• **할 일**: 아래 목록에서 "the bush, imagine" 문구가 있는 줄부터 "(1098, 655)" 문구가 있는 줄까지, 양 끝 줄을 포함해 그대로 다시 적어 주세요.

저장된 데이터
--------------------------------
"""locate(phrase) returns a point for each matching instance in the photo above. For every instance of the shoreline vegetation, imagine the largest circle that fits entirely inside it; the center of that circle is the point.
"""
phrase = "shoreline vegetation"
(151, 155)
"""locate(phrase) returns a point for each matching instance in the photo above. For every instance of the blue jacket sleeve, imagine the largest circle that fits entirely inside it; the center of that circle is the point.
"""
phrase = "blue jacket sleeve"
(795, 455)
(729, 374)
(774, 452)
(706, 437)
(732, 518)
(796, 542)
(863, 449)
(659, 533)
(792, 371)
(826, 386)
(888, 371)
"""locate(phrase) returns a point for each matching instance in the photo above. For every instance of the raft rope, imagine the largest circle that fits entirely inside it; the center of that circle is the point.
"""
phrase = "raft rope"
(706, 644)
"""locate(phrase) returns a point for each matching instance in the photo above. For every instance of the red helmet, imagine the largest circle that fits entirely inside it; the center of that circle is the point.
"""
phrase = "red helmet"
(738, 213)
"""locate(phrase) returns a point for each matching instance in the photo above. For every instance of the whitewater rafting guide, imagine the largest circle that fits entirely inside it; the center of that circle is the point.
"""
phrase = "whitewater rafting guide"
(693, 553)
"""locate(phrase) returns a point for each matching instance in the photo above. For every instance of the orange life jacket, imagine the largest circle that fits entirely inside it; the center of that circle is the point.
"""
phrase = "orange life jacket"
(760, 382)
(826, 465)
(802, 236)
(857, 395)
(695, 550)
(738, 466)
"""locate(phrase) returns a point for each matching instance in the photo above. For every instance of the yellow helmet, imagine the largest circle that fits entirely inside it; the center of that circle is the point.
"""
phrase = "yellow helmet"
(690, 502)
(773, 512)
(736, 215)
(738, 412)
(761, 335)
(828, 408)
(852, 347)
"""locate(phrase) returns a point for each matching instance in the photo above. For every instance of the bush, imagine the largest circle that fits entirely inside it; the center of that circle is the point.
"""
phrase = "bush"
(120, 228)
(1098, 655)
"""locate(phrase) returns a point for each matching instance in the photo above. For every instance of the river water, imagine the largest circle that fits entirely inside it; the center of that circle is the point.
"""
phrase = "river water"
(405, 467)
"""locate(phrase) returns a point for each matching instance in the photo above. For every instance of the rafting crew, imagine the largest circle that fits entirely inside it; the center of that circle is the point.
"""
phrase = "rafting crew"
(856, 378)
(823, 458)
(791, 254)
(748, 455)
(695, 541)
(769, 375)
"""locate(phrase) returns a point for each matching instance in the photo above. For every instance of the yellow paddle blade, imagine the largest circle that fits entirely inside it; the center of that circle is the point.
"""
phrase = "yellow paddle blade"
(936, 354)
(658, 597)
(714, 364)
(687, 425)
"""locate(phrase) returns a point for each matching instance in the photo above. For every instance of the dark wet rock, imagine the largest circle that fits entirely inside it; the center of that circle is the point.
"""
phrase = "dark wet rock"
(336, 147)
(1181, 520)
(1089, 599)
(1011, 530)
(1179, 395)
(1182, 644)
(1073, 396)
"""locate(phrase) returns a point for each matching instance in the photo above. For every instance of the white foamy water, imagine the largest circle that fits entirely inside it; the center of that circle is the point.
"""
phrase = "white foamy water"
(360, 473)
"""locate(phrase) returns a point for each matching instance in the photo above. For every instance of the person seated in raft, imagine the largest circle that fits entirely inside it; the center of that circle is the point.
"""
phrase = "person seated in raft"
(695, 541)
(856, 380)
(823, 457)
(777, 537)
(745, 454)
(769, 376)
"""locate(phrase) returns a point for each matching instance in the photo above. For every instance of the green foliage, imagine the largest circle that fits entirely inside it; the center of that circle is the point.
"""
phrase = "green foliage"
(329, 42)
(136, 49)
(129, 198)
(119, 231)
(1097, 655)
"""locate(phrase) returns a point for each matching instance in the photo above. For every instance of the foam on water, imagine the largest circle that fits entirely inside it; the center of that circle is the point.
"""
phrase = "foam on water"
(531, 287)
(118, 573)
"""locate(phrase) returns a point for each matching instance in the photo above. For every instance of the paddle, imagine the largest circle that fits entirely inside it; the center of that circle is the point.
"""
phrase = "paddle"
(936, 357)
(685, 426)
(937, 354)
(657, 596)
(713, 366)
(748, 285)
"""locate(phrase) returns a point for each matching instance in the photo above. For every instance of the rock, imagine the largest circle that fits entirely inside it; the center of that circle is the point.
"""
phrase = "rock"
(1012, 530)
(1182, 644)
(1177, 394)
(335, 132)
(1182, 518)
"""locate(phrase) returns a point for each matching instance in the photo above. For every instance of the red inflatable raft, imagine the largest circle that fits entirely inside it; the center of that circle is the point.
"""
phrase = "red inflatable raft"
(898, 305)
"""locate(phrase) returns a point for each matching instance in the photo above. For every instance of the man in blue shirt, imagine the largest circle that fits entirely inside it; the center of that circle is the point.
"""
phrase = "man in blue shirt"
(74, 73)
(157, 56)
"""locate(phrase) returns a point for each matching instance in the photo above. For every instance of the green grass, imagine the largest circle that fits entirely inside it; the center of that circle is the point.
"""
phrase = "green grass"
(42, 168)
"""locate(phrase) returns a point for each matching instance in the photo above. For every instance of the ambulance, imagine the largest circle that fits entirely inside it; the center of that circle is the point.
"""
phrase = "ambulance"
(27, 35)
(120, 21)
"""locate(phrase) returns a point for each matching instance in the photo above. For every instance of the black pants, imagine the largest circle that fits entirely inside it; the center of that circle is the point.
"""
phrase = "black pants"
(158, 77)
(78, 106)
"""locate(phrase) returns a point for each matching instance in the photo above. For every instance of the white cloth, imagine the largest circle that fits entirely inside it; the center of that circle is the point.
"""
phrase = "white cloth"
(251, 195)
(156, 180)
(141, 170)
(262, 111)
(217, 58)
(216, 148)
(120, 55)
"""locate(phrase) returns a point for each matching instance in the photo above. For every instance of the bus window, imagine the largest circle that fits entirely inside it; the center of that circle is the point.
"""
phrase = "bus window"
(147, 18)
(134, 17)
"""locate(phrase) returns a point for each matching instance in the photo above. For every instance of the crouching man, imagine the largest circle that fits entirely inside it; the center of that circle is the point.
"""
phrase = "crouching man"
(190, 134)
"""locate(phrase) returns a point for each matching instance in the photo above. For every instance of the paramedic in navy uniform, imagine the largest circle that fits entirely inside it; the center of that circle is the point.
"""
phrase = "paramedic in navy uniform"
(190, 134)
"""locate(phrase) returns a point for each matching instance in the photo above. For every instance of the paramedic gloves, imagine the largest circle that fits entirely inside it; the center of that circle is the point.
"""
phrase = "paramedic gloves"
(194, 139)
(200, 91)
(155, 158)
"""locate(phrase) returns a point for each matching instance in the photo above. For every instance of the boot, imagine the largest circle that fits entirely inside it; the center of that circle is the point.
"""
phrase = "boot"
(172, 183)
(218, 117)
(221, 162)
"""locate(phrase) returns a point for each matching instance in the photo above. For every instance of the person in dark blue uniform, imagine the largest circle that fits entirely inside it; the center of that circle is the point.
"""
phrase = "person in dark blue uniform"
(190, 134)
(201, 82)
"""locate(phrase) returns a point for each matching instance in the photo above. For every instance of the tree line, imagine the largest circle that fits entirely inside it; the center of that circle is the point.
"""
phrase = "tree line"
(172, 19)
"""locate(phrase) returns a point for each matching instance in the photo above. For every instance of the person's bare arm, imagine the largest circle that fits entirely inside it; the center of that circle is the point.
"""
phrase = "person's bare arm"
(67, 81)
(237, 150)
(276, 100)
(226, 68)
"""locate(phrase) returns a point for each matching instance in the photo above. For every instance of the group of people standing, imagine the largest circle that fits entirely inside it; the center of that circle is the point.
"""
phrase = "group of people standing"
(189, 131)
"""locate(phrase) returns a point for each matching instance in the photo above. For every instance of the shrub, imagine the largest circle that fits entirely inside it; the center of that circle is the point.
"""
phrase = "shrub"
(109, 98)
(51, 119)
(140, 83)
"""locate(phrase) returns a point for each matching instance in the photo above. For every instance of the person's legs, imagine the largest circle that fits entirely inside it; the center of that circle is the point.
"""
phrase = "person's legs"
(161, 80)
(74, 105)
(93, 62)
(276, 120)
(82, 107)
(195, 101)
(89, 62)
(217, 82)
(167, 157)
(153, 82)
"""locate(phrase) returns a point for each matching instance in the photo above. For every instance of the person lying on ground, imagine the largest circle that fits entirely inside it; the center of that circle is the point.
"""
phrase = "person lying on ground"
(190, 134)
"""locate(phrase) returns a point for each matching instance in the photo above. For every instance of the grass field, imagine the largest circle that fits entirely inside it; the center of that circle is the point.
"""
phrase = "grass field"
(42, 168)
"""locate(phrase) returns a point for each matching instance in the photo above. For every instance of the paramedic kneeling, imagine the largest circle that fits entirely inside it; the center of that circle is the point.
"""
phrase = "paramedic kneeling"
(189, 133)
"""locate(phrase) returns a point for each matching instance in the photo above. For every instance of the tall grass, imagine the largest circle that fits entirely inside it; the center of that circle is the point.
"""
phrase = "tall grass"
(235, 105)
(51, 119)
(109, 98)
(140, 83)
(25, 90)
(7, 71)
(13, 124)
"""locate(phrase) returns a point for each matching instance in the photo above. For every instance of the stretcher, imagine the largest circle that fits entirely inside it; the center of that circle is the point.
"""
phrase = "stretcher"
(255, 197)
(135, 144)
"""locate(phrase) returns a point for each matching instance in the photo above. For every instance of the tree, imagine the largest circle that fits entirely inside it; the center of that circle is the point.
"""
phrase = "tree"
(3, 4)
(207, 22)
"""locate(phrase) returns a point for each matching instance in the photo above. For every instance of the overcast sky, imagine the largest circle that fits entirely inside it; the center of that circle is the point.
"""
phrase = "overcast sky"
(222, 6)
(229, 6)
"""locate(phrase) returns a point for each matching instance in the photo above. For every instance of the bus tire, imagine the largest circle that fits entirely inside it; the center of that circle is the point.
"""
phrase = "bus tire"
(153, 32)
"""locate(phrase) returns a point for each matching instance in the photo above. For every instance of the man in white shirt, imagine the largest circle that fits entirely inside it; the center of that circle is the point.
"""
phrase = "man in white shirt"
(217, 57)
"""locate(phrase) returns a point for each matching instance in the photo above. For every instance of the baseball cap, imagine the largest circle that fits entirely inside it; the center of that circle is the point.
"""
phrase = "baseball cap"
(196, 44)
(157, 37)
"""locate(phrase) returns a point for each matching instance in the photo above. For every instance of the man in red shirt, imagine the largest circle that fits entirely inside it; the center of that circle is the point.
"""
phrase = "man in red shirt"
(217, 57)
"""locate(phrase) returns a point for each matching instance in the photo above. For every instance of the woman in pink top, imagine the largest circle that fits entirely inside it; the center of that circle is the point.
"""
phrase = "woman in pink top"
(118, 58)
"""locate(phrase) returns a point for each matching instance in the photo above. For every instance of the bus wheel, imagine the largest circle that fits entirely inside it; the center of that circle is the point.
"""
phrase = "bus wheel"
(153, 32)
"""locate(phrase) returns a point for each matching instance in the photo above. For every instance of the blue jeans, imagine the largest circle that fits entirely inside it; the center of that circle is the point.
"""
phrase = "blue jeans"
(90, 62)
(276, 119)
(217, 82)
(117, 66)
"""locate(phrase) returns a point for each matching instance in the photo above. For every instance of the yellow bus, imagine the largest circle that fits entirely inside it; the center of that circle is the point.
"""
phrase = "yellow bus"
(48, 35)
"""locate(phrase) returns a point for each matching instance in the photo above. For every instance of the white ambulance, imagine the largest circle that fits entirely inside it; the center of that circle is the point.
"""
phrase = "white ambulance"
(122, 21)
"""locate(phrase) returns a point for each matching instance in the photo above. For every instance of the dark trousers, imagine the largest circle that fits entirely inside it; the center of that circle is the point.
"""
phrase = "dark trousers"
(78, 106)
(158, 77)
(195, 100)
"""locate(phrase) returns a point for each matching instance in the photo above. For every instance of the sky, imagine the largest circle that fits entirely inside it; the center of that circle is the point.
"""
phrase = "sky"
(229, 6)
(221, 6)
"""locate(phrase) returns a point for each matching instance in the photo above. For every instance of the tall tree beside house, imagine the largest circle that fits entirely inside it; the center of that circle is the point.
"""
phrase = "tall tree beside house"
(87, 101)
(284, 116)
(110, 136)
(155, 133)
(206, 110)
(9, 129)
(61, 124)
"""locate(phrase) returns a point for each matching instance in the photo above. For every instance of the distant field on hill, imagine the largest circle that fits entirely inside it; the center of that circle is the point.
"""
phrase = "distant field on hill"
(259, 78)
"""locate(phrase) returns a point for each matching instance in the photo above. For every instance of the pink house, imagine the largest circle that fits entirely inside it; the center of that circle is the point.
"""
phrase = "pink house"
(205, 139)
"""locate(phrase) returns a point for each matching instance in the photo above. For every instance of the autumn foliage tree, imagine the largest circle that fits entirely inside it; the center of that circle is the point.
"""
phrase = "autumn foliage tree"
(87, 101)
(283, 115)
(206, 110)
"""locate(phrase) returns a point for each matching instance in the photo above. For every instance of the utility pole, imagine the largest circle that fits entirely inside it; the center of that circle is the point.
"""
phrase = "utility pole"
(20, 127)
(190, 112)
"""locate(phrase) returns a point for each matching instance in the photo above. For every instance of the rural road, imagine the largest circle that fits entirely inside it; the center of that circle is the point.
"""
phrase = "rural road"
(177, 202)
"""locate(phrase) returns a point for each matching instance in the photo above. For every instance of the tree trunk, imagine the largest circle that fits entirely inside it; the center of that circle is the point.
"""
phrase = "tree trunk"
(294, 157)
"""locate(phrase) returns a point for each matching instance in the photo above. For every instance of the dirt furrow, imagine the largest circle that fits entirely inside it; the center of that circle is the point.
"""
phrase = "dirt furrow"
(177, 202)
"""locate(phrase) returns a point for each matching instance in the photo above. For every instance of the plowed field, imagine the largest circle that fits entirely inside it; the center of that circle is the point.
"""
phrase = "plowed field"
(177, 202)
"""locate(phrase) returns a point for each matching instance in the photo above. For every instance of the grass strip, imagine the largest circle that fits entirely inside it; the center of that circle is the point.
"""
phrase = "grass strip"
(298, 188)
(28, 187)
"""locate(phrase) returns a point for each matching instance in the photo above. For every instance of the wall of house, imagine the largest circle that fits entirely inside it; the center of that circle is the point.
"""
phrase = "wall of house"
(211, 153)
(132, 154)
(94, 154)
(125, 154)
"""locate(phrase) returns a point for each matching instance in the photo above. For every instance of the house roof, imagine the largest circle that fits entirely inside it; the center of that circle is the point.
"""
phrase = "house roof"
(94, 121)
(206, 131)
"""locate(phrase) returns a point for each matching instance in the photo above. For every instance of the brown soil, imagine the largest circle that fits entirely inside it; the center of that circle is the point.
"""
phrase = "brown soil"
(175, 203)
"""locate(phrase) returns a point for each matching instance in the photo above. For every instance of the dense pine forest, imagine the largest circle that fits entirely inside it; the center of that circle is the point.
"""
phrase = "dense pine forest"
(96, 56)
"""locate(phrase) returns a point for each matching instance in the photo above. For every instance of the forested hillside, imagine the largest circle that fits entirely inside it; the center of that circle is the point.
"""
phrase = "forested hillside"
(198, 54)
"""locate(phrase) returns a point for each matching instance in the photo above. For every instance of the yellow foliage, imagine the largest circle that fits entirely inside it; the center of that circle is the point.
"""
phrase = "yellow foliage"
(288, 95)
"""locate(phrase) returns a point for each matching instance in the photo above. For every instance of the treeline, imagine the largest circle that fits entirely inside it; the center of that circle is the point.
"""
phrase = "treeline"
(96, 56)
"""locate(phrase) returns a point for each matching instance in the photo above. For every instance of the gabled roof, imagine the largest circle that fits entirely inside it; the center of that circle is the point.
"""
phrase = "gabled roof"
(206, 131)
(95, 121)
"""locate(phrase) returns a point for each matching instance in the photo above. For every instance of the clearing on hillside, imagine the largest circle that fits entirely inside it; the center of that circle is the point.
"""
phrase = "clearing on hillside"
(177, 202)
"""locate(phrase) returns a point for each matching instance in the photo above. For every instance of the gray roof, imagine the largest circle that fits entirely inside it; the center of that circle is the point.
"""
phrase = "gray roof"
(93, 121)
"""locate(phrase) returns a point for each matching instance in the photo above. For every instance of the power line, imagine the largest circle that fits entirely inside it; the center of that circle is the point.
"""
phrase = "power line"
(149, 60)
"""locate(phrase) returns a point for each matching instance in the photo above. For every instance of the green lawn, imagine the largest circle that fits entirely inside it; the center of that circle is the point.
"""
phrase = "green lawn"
--------------------------------
• **풀이**:
"""locate(phrase) returns a point for each matching instance in the photo above. For every instance of the bush, imagine the largest circle that fits entirely inside it; the center of that circle is the point.
"""
phrase = "bush"
(120, 228)
(1098, 655)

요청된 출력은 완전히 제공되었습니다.